[EXCERTO SELECIONADO]:
O formato televisivo, que se estreou na BBC One em maio de 2018, e na Amazon Prime em junho desse ano, contou na fornada inicial com Hugh Grant e Ben Whishaw nos papéis principais, e seguiu os passos do líder do partido Liberal Jeremy Thorpe, nomeadamente o seu affair com Norman Josiffe e os respetivos dilemas e repercussões na sua carreira política. Agora, prepara-se para narrar o episódio que mais marcou o trajeto daquela que ficou conhecida como a “Dirty Duchess” (a duquesa suja).
Para a posteridade fica a ousadia da socialite nascida em 1912, e que morreria em 1993, aos 80 anos. Filha única de um milionário escocês, Ethel Margaret Whigam, o seu nome de batismo, passou os primeiros 14 anos de vida em Nova Iorque e no ano seguinte acumulava já no curriculum afetivo uma extensa lista de parceiros, do príncipe Ali Khan ao romancista e ator David Niven, de quem engravidou aos 15 anos, durante umas férias na ilha de Wight. Enfurecida a família e interrompida a gestação por ordem paterna, a beleza de Margaret continuaria a despertar atenções.
A jovem debutou em 1930, mais ou menos a mesma altura em que foi anunciado o seu noivado com Charles Guy Fulke Greville, o 7º conde de Warwick. Mas o enlace haveria de ficar pelo caminho, depois da menina Whigam se ter deixado encantar por um outro Carlos, desta feita Charles Sweeny, um americano de uma abastada família da Pennsylvania, que justificou até a sua conversão ao catolicismo. A sumptuosa cerimónia religiosa em Brompton Oratory em 1933 fez parar o trânsito por três horas no coração de Londres e ficou marcada pelo vestido de noiva com assinatura de Norman Hartnell, consagrado costureiro oficial da rainha-mãe em 1940, e mais tarde, em 1952, da própria rainha Isabel II — a peça, com a sua longa cauda, está exposta no museu Victoria&Albert.
Estava oficialmente inaugurada essa profícua ligação de Margaret com a moda, a elegância e o glamour, com Hartnell e Victor Stiebel, outra referência incontornável na couture britânica do pós-guerra, a partilharem a atenção da diva.

[ENTRADAS APRESENTADAS]:
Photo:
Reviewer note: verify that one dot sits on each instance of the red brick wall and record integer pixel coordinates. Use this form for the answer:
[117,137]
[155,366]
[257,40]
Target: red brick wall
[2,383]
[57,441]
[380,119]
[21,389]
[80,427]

[REQUISITOS DO EXERCÍCIO]:
(A) Repete o trecho do excerto sobre a duquesa entre "O formato televisivo, que" e "(a duquesa suja).", inclusive.
(B) Continua o excerto sobre a duquesa a partir do ponto em que termina.
As entradas não têm qualquer relação com o excerto.

[AS RESPOSTAS]:
(A)
O formato televisivo, que se estreou na BBC One em maio de 2018, e na Amazon Prime em junho desse ano, contou na fornada inicial com Hugh Grant e Ben Whishaw nos papéis principais, e seguiu os passos do líder do partido Liberal Jeremy Thorpe, nomeadamente o seu affair com Norman Josiffe e os respetivos dilemas e repercussões na sua carreira política. Agora, prepara-se para narrar o episódio que mais marcou o trajeto daquela que ficou conhecida como a “Dirty Duchess” (a duquesa suja).

(B)
Em 1947, depois de ser mãe por três vezes, findaria a união dos Sweeny’s. Quatro anos antes, um episódio mudaria por completo a vida de Margaret. Uma queda quase fatal na rua, que provocou um golpe violento na cabeça, comprometeria sentidos como o paladar e o olfato, devido a danos no sistema nervoso. Segundo amigos próximos, as consequências do acidente estariam na origem da sua voragem sexual, que muita tinta haveria de fazer correr. “Vão para a cama cedo e muitas vezes”, era um dos lemas preferidos.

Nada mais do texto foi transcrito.